> [Problem]
Copy exactly the lines that run from the one containing "Format each detection" through the end of the entries, both ends included.

☆ ☆ ☆ ☆

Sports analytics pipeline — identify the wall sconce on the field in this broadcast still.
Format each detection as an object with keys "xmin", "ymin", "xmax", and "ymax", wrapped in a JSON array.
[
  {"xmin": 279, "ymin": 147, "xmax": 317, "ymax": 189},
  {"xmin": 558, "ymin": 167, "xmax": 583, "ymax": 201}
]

☆ ☆ ☆ ☆

> [Result below]
Format each detection as an object with keys "xmin", "ymin", "xmax", and "ymax", wrapped in a JSON array.
[
  {"xmin": 279, "ymin": 147, "xmax": 317, "ymax": 189},
  {"xmin": 558, "ymin": 167, "xmax": 583, "ymax": 201}
]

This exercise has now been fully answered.